■ Provided passage ■
Researchers have made a major medical breakthrough by developing a vaccine against the crippling digestive illness Crohn’s disease.
More than 100,000 people in the UK are stricken by the condition, which causes a chronic inflammation of the intestine.
Professor John Hermon-Taylor of St George’s Hospital, London, has developed a vaccine which should be ready within the next five years.
It has already been tested successfully on animals and second-stage trials are to start soon, with human trials in the next three years.
Professor Hermon-Taylor is convinced that a bug – known as MAP (Mycobacterium avium patratuberculosis), found in animals and passed into the food chain – is the cause of most human cases of Crohn’s disease.
He was the first doctor to make the link between Crohn’s and the bacteria MAP, found in the stomachs of cattle, sheep and pigs and which is thought to be present in as much as 6 per cent of pasteurised milk.
When he tested patients with Crohn’s disease for MAP, he found the same bacteria in their intestines as in animals.
However, the Government’s Advisory Committee on the Microbiological Safety of Food insists that transmission to humans of MAP from animals is not proven, despite evidence of it getting into the milk supply.
The vaccine would be used to help cure existing sufferers of the illness by stimulating the body’s immune system to clear MAP from their bodies.
Three-quarters of people with Crohn’s disease require surgery to repair their damaged bowel, and half of those will need a second operation in ten years.
‘Around 80 per cent of people I have tested for Crohn’s have tested positive for MAP. We believe that the other 20 per cent have a genetic susceptibility to the disease,’ says the Professor.
Earlier this year, the Ministry of Agriculture Fisheries And Foods revealed that a national survey of milk had found the bug in 3 per cent of the milk supply.
But it still insists that there is no conclusive link between animal MAP and MAP found in humans. However, companies are heating milk for longer in an attempt to kill the bug. But even this might not be sufficient to give protection, warns Professor Hermon-Taylor.

■ Data for analysis ■
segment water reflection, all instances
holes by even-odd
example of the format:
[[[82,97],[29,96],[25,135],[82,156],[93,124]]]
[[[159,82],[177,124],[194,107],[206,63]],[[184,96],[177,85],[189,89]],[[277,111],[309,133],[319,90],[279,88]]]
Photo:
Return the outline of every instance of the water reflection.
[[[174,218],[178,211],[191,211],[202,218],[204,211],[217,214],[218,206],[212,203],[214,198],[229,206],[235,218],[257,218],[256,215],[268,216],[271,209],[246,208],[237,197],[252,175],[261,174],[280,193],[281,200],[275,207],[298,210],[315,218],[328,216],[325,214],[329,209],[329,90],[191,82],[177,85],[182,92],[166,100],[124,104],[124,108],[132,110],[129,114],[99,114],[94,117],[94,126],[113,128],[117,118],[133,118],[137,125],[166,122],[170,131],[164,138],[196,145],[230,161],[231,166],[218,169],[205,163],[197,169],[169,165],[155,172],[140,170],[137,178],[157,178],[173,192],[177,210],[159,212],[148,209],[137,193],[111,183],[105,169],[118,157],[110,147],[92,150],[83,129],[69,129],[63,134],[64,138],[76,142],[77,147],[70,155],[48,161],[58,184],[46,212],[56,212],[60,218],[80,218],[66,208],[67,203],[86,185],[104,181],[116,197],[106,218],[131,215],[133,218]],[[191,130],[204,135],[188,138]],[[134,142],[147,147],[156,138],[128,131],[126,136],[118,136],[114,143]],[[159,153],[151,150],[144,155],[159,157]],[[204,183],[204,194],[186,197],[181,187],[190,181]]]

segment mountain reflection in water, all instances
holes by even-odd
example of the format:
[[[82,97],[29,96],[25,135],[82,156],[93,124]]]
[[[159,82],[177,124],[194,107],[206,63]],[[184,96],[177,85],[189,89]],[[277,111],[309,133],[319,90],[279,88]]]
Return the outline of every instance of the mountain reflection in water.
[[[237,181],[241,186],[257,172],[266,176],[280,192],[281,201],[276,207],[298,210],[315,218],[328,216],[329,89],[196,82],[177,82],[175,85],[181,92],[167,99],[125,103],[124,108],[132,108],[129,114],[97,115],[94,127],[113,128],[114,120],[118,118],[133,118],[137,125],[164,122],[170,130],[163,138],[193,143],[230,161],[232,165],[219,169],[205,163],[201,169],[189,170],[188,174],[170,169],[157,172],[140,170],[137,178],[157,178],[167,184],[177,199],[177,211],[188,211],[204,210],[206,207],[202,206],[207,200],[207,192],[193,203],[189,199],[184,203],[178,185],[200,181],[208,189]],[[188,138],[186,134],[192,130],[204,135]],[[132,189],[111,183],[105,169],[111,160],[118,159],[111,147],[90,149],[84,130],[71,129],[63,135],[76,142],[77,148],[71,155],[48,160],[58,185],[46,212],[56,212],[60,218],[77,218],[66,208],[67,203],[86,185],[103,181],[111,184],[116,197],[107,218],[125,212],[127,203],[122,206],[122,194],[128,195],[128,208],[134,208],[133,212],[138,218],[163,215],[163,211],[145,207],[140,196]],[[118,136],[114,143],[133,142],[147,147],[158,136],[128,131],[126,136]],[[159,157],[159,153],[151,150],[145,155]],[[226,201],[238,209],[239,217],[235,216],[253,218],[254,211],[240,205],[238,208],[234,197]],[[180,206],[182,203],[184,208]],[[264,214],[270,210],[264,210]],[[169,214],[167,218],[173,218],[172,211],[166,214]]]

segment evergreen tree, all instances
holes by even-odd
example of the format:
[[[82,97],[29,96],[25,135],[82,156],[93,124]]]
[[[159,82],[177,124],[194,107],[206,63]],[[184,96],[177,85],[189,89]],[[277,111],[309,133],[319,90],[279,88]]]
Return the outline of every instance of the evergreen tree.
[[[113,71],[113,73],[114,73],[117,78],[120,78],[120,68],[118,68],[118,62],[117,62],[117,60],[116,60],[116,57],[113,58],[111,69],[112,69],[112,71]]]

■ What is expected ■
List every figure in the Crohn's disease vaccine article that is written with the words "per cent".

■ Exercise response ■
6 per cent, 80 per cent, 20 per cent, 3 per cent